● Objective:
Lay out the lines between the one holding "Hi there — can you please identify the power" and the one holding "[46,268,181,366]", inclusive, as a two-column CSV with the headers text and box. Give one row for each sentence line and the bracketed line after it, with every value in a single quoted field and any line breaks turned into spaces.

● The records:

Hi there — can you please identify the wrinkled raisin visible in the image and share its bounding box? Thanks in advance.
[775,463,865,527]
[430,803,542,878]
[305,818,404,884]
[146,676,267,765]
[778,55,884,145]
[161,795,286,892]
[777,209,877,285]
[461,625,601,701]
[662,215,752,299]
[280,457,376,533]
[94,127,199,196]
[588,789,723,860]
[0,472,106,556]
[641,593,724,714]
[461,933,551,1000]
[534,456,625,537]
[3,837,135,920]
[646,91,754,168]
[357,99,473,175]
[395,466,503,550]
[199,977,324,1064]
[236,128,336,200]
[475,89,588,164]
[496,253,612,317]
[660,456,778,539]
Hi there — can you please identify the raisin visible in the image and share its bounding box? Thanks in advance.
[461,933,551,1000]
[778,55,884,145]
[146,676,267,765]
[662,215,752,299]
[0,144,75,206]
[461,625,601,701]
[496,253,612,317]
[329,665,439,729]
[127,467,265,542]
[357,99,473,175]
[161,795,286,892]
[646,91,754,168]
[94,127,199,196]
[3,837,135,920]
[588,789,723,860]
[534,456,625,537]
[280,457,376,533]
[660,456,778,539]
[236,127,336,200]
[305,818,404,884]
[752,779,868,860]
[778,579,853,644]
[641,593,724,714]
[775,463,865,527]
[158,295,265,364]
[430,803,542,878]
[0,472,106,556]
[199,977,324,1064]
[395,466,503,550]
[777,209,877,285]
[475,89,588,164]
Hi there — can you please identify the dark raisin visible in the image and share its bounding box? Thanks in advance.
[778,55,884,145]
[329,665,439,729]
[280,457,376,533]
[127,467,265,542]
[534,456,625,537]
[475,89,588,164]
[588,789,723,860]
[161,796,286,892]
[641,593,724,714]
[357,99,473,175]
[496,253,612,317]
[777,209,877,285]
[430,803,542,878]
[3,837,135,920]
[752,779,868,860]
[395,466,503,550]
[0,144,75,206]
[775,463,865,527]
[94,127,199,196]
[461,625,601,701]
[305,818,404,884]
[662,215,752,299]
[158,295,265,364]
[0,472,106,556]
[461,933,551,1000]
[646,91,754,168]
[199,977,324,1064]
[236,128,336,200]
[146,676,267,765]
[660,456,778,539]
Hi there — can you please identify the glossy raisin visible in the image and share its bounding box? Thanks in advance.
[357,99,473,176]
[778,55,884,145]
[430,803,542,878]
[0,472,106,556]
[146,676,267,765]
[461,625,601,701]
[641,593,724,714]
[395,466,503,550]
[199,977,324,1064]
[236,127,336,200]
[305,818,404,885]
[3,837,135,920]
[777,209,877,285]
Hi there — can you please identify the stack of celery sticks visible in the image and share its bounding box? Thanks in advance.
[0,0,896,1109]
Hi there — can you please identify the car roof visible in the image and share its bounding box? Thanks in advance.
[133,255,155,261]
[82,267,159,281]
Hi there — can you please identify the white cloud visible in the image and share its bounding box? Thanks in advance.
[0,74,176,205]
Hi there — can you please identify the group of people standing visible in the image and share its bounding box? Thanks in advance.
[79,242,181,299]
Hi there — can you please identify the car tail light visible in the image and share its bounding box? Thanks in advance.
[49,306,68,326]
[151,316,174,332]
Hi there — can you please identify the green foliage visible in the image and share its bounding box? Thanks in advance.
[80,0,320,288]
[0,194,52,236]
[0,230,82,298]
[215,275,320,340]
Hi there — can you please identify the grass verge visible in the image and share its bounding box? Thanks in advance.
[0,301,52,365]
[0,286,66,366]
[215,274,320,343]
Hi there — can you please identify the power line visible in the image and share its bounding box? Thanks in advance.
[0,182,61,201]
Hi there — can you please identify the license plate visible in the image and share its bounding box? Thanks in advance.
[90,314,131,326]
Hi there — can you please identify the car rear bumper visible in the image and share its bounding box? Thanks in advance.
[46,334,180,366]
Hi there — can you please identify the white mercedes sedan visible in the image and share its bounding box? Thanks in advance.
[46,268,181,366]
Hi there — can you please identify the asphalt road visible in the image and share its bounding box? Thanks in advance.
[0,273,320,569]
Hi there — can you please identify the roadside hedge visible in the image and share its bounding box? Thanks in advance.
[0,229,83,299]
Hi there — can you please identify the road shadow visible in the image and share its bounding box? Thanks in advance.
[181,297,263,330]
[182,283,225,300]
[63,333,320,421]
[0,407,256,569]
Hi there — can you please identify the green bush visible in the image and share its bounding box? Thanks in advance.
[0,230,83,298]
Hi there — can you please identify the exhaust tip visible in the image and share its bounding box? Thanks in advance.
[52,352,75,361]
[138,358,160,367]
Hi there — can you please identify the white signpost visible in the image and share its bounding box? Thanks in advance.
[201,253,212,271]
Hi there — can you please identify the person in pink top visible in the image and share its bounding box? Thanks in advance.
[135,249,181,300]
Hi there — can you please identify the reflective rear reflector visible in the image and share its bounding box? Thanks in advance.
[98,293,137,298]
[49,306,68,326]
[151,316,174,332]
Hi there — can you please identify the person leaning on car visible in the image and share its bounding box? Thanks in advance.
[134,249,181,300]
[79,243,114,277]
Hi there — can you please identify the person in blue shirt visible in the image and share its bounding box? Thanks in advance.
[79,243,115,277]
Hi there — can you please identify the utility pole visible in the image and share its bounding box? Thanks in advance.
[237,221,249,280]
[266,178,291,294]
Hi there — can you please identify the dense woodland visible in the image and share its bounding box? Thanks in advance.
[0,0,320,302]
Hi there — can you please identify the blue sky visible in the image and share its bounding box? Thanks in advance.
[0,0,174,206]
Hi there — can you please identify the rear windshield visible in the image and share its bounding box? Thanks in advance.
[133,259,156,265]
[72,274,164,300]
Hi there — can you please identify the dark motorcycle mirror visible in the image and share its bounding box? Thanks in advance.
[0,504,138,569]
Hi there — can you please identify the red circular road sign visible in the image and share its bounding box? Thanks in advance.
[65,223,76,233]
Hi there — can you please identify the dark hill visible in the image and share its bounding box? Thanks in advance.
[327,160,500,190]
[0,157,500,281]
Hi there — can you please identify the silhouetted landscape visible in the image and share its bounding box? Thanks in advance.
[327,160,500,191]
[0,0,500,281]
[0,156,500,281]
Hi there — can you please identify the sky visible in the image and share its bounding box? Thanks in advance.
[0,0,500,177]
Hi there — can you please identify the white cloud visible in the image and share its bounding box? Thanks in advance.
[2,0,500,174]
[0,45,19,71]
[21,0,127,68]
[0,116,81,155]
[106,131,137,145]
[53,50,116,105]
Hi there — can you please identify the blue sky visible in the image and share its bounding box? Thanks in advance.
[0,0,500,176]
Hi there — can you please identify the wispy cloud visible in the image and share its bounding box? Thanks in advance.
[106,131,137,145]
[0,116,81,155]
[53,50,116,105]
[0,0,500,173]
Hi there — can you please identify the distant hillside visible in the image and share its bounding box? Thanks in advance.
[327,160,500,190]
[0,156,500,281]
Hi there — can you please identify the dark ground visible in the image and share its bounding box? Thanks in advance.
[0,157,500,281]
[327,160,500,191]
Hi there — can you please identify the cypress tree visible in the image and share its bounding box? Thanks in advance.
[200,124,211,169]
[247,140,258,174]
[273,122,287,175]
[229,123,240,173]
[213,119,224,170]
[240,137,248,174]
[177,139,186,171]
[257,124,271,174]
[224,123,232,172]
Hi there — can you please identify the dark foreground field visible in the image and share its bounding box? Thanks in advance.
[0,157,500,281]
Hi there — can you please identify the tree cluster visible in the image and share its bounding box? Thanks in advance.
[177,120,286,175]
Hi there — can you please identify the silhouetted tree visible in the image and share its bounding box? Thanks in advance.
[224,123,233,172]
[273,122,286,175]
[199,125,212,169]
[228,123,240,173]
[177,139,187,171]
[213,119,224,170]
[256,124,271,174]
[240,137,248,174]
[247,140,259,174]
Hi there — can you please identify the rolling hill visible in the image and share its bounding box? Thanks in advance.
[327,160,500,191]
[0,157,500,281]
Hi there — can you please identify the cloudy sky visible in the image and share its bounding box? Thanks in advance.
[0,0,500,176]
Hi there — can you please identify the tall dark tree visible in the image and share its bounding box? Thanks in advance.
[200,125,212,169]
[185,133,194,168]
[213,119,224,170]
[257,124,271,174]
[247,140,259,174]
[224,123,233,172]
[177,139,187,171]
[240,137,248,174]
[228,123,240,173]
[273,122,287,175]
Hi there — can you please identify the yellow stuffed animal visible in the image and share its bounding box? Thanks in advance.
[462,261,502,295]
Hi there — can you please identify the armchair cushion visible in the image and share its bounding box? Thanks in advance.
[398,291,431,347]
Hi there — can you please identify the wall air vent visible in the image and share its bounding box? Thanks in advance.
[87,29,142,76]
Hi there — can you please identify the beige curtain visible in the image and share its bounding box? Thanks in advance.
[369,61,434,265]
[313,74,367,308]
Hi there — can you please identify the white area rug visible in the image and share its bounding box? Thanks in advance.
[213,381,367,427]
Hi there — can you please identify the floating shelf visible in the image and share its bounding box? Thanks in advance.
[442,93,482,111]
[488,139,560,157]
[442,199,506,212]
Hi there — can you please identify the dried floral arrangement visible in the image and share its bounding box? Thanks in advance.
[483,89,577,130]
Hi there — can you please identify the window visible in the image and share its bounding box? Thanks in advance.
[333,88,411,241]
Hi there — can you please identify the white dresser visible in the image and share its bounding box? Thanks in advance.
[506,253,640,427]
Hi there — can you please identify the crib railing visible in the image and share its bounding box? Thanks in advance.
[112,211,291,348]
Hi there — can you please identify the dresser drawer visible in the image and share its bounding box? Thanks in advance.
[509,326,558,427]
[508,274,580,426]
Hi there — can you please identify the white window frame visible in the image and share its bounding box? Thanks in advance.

● Answer to the problem:
text,box
"Hi there — can you please identify the power line visible in the image and share its bounding box? Thanks in advance.","[0,182,61,201]"
"Hi there — can you please identify the license plate visible in the image and share its bounding box? Thanks in advance.","[90,314,131,326]"
"Hi there — can you please identify the car rear bumper visible in the image and share its bounding box? Thanks in advance.","[46,334,180,366]"
"Hi there — can you please identify the white mercedes sedan visible in the image and share its bounding box? Thanks in advance.","[46,268,181,366]"